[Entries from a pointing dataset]
++++++++
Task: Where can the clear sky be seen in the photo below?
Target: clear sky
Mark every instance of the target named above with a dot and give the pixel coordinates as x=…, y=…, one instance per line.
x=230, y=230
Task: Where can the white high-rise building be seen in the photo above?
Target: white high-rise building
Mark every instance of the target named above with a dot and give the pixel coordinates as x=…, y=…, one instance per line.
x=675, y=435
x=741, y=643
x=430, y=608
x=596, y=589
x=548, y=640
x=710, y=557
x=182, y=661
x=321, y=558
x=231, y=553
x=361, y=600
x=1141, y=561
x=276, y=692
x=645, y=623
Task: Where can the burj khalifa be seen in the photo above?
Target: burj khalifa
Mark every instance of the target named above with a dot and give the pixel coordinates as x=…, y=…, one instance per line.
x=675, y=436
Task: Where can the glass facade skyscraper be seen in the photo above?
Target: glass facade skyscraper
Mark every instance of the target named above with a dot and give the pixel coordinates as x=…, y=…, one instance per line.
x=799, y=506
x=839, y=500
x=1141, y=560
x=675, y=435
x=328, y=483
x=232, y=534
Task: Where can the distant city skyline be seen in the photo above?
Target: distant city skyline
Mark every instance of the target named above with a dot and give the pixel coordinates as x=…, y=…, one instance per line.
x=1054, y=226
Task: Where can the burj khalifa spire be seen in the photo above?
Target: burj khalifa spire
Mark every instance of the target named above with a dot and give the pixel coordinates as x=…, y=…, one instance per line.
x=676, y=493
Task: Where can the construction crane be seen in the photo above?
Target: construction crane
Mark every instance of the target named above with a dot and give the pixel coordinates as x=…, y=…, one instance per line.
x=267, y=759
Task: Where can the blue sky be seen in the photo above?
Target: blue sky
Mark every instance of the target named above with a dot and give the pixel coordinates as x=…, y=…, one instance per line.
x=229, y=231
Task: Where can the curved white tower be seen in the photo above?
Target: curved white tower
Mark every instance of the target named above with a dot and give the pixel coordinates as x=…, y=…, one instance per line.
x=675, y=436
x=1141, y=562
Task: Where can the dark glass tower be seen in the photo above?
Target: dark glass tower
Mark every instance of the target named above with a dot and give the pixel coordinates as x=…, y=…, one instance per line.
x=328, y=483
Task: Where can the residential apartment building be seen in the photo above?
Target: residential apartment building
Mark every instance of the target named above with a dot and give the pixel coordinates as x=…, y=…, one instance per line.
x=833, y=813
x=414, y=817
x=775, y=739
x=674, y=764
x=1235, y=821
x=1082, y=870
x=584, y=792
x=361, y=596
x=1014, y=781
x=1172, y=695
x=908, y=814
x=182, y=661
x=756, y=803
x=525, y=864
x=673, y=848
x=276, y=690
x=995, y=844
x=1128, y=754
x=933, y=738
++++++++
• _Task to carry out_: Please put each line of all the items above into a Markdown table with the columns Row and Line, numbering the rows in order and leaving out any blank lines.

• _Response to this task_:
| Row | Line |
|---|---|
| 1 | Task: Where can the clear sky be seen in the photo below? |
| 2 | Target: clear sky |
| 3 | Mark every instance of the target named above with a dot and give the pixel coordinates as x=…, y=…, one instance per line. |
| 4 | x=230, y=230 |
| 5 | Task: Where can the white high-rise building be seen in the photo above? |
| 6 | Target: white high-rise building |
| 7 | Mark every instance of the target named above with a dot and give the pixel coordinates as x=…, y=…, one instance per line. |
| 8 | x=675, y=435 |
| 9 | x=741, y=643 |
| 10 | x=430, y=608 |
| 11 | x=596, y=589 |
| 12 | x=548, y=640 |
| 13 | x=710, y=557 |
| 14 | x=182, y=661 |
| 15 | x=321, y=558 |
| 16 | x=231, y=553 |
| 17 | x=361, y=600 |
| 18 | x=1141, y=561 |
| 19 | x=276, y=692 |
| 20 | x=645, y=623 |
| 21 | Task: Where can the burj khalifa be seen in the photo above? |
| 22 | Target: burj khalifa |
| 23 | Mark every instance of the target named above with a dot and give the pixel coordinates as x=…, y=…, one instance per line. |
| 24 | x=675, y=436 |
| 25 | Task: Where can the glass facade skyscraper be seen in the photo above? |
| 26 | Target: glass facade skyscraper |
| 27 | Mark every instance of the target named above with a dot and give the pixel coordinates as x=…, y=…, one instance per line. |
| 28 | x=799, y=506 |
| 29 | x=839, y=500 |
| 30 | x=1141, y=560 |
| 31 | x=675, y=435 |
| 32 | x=328, y=483 |
| 33 | x=232, y=534 |
| 34 | Task: Where can the distant city skyline be seen in the photo above? |
| 35 | Target: distant city skyline |
| 36 | Mark every instance of the target named above with a dot and give the pixel coordinates as x=…, y=…, one instance per line. |
| 37 | x=1054, y=226 |
| 38 | Task: Where can the burj khalifa spire be seen in the photo above? |
| 39 | Target: burj khalifa spire |
| 40 | Mark every instance of the target named above with a dot and give the pixel coordinates as x=…, y=…, one instance per line. |
| 41 | x=676, y=493 |
| 42 | Task: Where can the construction crane be seen in the photo above? |
| 43 | Target: construction crane |
| 44 | Mark every instance of the target named above with a dot and give the pixel coordinates as x=…, y=…, one instance per line. |
| 45 | x=267, y=759 |
| 46 | Task: Where can the blue sky be seen in the photo above? |
| 47 | Target: blue sky |
| 48 | Mark every instance of the target named above with a dot and give the pixel coordinates as x=…, y=…, one instance per line. |
| 49 | x=229, y=231 |
| 50 | Task: Where can the curved white tower be seen in the photo above? |
| 51 | Target: curved white tower |
| 52 | Mark every instance of the target named above with a dot and give the pixel coordinates as x=…, y=…, one instance per line. |
| 53 | x=675, y=436 |
| 54 | x=1141, y=562 |
| 55 | Task: Where can the dark glass tower be seen in the photo above? |
| 56 | Target: dark glass tower |
| 57 | Mark every instance of the target named above with a dot and give the pixel coordinates as x=…, y=…, one instance per line. |
| 58 | x=328, y=483 |
| 59 | Task: Where can the residential apartment building be seen in the photo above? |
| 60 | Target: residential apartment building |
| 61 | Mark every instance of the target named above with a dot and give the pixel coordinates as x=…, y=…, one instance per line. |
| 62 | x=833, y=813 |
| 63 | x=414, y=817 |
| 64 | x=775, y=739 |
| 65 | x=674, y=764 |
| 66 | x=1235, y=821 |
| 67 | x=1082, y=870 |
| 68 | x=584, y=792 |
| 69 | x=361, y=596 |
| 70 | x=1014, y=781 |
| 71 | x=1172, y=695 |
| 72 | x=908, y=814 |
| 73 | x=182, y=661 |
| 74 | x=756, y=803 |
| 75 | x=525, y=864 |
| 76 | x=673, y=848 |
| 77 | x=276, y=690 |
| 78 | x=995, y=844 |
| 79 | x=1128, y=754 |
| 80 | x=933, y=738 |